Dataset records>
* * *

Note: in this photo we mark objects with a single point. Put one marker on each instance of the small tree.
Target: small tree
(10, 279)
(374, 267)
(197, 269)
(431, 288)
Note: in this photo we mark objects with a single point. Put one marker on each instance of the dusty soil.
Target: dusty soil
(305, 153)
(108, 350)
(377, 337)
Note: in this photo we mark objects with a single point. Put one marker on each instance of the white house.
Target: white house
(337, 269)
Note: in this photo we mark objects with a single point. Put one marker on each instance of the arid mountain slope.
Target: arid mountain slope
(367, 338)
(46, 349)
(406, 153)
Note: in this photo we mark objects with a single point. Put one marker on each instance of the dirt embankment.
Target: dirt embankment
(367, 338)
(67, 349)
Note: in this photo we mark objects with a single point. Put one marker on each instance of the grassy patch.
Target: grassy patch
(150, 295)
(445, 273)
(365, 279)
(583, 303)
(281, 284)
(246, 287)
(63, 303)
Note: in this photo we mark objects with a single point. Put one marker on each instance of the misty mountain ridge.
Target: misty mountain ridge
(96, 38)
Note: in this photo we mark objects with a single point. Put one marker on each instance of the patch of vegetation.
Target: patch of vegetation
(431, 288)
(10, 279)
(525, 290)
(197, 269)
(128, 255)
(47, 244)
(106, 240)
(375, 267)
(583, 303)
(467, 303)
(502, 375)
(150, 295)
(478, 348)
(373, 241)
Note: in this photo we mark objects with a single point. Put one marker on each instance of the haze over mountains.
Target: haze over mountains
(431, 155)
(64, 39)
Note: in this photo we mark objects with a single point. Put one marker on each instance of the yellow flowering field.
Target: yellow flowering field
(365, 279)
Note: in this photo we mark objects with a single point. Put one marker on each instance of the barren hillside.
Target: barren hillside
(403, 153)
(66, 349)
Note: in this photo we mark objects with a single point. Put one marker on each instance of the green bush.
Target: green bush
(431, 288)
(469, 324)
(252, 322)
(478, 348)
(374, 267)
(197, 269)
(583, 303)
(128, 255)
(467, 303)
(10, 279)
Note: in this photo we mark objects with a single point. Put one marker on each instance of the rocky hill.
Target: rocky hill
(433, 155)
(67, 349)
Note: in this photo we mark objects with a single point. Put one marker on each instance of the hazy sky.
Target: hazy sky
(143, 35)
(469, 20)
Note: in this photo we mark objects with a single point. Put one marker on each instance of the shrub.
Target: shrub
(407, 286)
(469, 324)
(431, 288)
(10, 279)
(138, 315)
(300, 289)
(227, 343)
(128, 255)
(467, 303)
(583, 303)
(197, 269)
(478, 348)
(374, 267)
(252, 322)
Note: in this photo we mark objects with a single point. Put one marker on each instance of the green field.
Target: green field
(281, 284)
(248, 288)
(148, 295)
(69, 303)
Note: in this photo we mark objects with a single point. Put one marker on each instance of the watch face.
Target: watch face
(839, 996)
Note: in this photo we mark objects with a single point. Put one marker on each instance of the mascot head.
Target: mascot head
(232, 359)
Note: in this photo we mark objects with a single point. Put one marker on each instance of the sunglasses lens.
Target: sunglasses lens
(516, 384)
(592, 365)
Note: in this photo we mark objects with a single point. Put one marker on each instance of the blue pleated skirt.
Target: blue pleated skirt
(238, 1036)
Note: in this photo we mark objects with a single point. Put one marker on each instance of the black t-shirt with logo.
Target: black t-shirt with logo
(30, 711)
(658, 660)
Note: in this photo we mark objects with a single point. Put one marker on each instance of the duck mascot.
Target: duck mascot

* * *

What the task asks> In the listing above, find the line holding "Target: dirt embankment" and the line holding "the green bush.", then output those two lines and every line between them exactly.

Task output>
Target: dirt embankment
(367, 338)
(67, 349)
Note: in this photo we mark objects with a single point. Put one marker on each instance of the grassy patch.
Target: grassy patch
(150, 295)
(445, 273)
(365, 279)
(583, 303)
(281, 284)
(246, 287)
(63, 303)
Note: in this photo we mark objects with a single point. Put one marker on each instance of the misty mountain ridge.
Target: misty mountain ridge
(96, 38)
Note: in this photo we mark objects with a single point. Put one marker on each instance of the patch of vegetation.
Target: patch of vegetation
(431, 288)
(10, 279)
(525, 290)
(197, 269)
(128, 255)
(47, 244)
(106, 240)
(375, 267)
(583, 303)
(467, 303)
(502, 375)
(150, 295)
(478, 348)
(373, 241)
Note: in this photo we mark objects with a single point. Put one marker on each instance of the haze over mountains.
Target: haze over mountains
(431, 155)
(64, 39)
Note: in this photo we mark objects with a single point. Put one marker on each instance of the yellow flowering field.
Target: yellow flowering field
(365, 279)
Note: in this photo we mark objects with a single point. Put one marker on each instance of the barren hillside.
Target: barren hillside
(403, 153)
(66, 349)
Note: in this photo we mark objects with a single point. Put one marker on each instance of the green bush.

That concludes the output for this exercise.